__TASK TO COMPLETE__: Set down the data again word for word. Skip any pictures.

__WORKING DATA__:
===
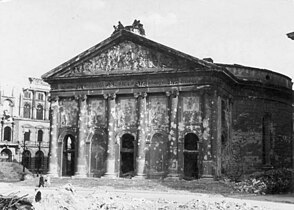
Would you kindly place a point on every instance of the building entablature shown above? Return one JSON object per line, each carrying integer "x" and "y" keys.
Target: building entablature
{"x": 266, "y": 77}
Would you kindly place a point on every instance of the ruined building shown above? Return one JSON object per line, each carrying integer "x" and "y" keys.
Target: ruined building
{"x": 24, "y": 133}
{"x": 130, "y": 106}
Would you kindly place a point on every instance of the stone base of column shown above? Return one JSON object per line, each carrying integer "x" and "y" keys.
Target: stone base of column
{"x": 53, "y": 171}
{"x": 110, "y": 169}
{"x": 141, "y": 169}
{"x": 207, "y": 170}
{"x": 81, "y": 172}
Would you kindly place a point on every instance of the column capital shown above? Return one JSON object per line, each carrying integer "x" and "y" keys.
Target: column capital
{"x": 173, "y": 93}
{"x": 53, "y": 98}
{"x": 110, "y": 96}
{"x": 82, "y": 97}
{"x": 140, "y": 94}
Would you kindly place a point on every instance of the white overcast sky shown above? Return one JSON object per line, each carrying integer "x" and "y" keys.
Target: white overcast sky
{"x": 38, "y": 35}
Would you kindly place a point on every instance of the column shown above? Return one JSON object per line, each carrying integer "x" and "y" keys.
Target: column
{"x": 34, "y": 110}
{"x": 110, "y": 162}
{"x": 2, "y": 129}
{"x": 53, "y": 164}
{"x": 173, "y": 134}
{"x": 207, "y": 137}
{"x": 12, "y": 130}
{"x": 219, "y": 137}
{"x": 82, "y": 135}
{"x": 46, "y": 106}
{"x": 141, "y": 133}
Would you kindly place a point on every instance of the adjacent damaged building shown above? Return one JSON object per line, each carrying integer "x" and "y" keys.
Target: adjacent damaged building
{"x": 130, "y": 106}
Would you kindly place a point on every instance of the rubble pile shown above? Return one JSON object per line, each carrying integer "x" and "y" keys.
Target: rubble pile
{"x": 67, "y": 198}
{"x": 13, "y": 202}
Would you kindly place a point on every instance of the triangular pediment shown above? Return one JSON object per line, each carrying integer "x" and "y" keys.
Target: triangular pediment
{"x": 125, "y": 53}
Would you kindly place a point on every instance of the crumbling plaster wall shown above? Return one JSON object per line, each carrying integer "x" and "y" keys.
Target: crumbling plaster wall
{"x": 247, "y": 133}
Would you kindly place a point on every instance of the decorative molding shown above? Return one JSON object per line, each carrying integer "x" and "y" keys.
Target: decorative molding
{"x": 140, "y": 94}
{"x": 110, "y": 96}
{"x": 173, "y": 93}
{"x": 126, "y": 56}
{"x": 53, "y": 99}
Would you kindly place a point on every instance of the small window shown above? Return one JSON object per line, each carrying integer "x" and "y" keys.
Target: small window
{"x": 7, "y": 107}
{"x": 27, "y": 110}
{"x": 40, "y": 135}
{"x": 39, "y": 112}
{"x": 27, "y": 94}
{"x": 7, "y": 133}
{"x": 40, "y": 96}
{"x": 27, "y": 135}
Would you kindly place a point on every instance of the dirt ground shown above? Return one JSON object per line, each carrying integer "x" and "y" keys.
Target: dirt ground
{"x": 67, "y": 193}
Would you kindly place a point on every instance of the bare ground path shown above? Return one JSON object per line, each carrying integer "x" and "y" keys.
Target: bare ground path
{"x": 172, "y": 192}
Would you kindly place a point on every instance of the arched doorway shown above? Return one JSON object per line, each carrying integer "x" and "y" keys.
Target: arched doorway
{"x": 26, "y": 159}
{"x": 127, "y": 155}
{"x": 6, "y": 155}
{"x": 7, "y": 133}
{"x": 98, "y": 155}
{"x": 68, "y": 168}
{"x": 191, "y": 156}
{"x": 158, "y": 155}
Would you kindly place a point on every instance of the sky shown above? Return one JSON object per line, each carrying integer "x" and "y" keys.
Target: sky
{"x": 38, "y": 35}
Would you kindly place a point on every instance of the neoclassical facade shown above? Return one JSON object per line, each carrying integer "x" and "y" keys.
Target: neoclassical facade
{"x": 24, "y": 133}
{"x": 132, "y": 107}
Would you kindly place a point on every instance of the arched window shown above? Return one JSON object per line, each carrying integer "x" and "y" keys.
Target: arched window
{"x": 39, "y": 160}
{"x": 7, "y": 133}
{"x": 6, "y": 155}
{"x": 27, "y": 135}
{"x": 26, "y": 159}
{"x": 40, "y": 96}
{"x": 27, "y": 110}
{"x": 40, "y": 112}
{"x": 191, "y": 142}
{"x": 40, "y": 135}
{"x": 7, "y": 107}
{"x": 27, "y": 94}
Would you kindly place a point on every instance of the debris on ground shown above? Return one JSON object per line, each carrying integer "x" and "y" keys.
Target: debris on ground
{"x": 13, "y": 202}
{"x": 67, "y": 198}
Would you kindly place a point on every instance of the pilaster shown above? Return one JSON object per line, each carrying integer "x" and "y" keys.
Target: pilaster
{"x": 173, "y": 131}
{"x": 82, "y": 135}
{"x": 218, "y": 136}
{"x": 46, "y": 106}
{"x": 207, "y": 137}
{"x": 110, "y": 162}
{"x": 53, "y": 166}
{"x": 34, "y": 108}
{"x": 140, "y": 162}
===
__SOLVED PROBLEM__:
Would you kindly place a point on every instance of the building entablature shown above? Return one JSON object per line, each carrying integer "x" and "y" keys.
Target: building entablature
{"x": 266, "y": 77}
Would you kindly place a point on every instance of the ruined building shown above? Return one JSON object per line, each carrying integer "x" and "y" keys.
Target: ruined building
{"x": 24, "y": 133}
{"x": 130, "y": 106}
Would you kindly place a point on every instance of the stone base of column shown above? Return one JSON object per line, each carrying integer "x" and "y" keys.
Target: stone base of column
{"x": 53, "y": 171}
{"x": 110, "y": 169}
{"x": 141, "y": 169}
{"x": 207, "y": 170}
{"x": 81, "y": 172}
Would you kindly place a point on every instance of the column capital shown above? Return one JSON object per line, each carrying integer "x" and "y" keys.
Target: column capital
{"x": 173, "y": 93}
{"x": 53, "y": 98}
{"x": 110, "y": 96}
{"x": 82, "y": 97}
{"x": 140, "y": 94}
Would you kindly place a point on every instance of the white overcast sky shown above? Return one JSON object per line, each carrying integer "x" and "y" keys.
Target: white overcast sky
{"x": 38, "y": 35}
Would you kindly place a point on every instance of the column shown above? Return one JSON object per line, each carrying integer "x" and "y" keys.
Target: column
{"x": 34, "y": 110}
{"x": 110, "y": 162}
{"x": 2, "y": 129}
{"x": 53, "y": 164}
{"x": 173, "y": 134}
{"x": 207, "y": 137}
{"x": 12, "y": 130}
{"x": 219, "y": 137}
{"x": 82, "y": 135}
{"x": 46, "y": 106}
{"x": 141, "y": 133}
Would you kindly place a point on every instance of the adjacent damaged building shown above? Return one JSON object per line, each carrying integer "x" and "y" keys.
Target: adjacent damaged building
{"x": 130, "y": 106}
Would you kindly place a point on every instance of the rubble pile shown above? Return one JSON object per line, each carrying integer "x" and "y" keys.
Target: rubble pile
{"x": 67, "y": 198}
{"x": 13, "y": 202}
Would you kindly place a point on every instance of the triangular pediment shown above? Return one JSON object per line, each carrying integer "x" and "y" keys.
Target: triangular pediment
{"x": 125, "y": 53}
Would you kindly place a point on every instance of the crumbling plaster wall shown above? Return one JSON object per line, each carrying integer "x" and "y" keys.
Target: crumbling plaster wall
{"x": 247, "y": 133}
Would you kindly place a point on every instance of the decorative molding shown above? Return one JSON object per line, each carrying integer "x" and "y" keys.
Target: decorative molding
{"x": 140, "y": 94}
{"x": 110, "y": 96}
{"x": 173, "y": 93}
{"x": 126, "y": 56}
{"x": 53, "y": 99}
Would you kindly place a point on every instance of the small window shown above? Return one JSON object per line, each carrying integer "x" and "y" keys.
Target: small window
{"x": 7, "y": 107}
{"x": 27, "y": 110}
{"x": 40, "y": 135}
{"x": 39, "y": 112}
{"x": 27, "y": 94}
{"x": 7, "y": 133}
{"x": 40, "y": 96}
{"x": 27, "y": 135}
Would you kindly place a point on every instance of the dirt ground shown above? Return one JSON object per line, each carrying integer "x" and "y" keys.
Target: dirt ground
{"x": 67, "y": 193}
Would you kindly place a point on every instance of the bare ground path shown above? Return one JSON object per line, each carrying integer "x" and "y" keys.
Target: bare ground path
{"x": 172, "y": 192}
Would you kindly place a point on every instance of the arched doorway shown above? Return one JSON object per line, each carrying integer "x" and "y" keys.
Target: arched doorway
{"x": 26, "y": 159}
{"x": 127, "y": 155}
{"x": 6, "y": 155}
{"x": 7, "y": 133}
{"x": 98, "y": 155}
{"x": 68, "y": 168}
{"x": 191, "y": 156}
{"x": 158, "y": 155}
Would you kindly place a point on every instance of the sky shown above? Return one JSON object per line, each carrying integer "x" and "y" keys.
Target: sky
{"x": 38, "y": 35}
Would you kindly place a point on every instance of the neoclassical facade shown above? Return one JSON object per line, each carrying integer "x" and "y" keys.
Target: neoclassical facade
{"x": 24, "y": 133}
{"x": 132, "y": 107}
Would you kindly place a point on every instance of the arched window shown above? Return one JSON object per line, each carrying integer "x" and "y" keys.
Target: arched window
{"x": 39, "y": 160}
{"x": 7, "y": 133}
{"x": 6, "y": 155}
{"x": 27, "y": 135}
{"x": 26, "y": 159}
{"x": 40, "y": 96}
{"x": 27, "y": 110}
{"x": 40, "y": 112}
{"x": 191, "y": 142}
{"x": 40, "y": 135}
{"x": 7, "y": 107}
{"x": 27, "y": 94}
Would you kindly place a point on every instance of the debris on ground shown above? Return one JSON object per line, each carrying integer "x" and "y" keys.
Target: debris on ground
{"x": 13, "y": 202}
{"x": 67, "y": 198}
Would you kindly place a point on every instance of the pilaster shown above? Return one JSON object per line, each carrying integer "x" and "y" keys.
Target: pilaster
{"x": 173, "y": 131}
{"x": 82, "y": 135}
{"x": 218, "y": 136}
{"x": 46, "y": 106}
{"x": 207, "y": 137}
{"x": 110, "y": 162}
{"x": 53, "y": 166}
{"x": 34, "y": 108}
{"x": 140, "y": 162}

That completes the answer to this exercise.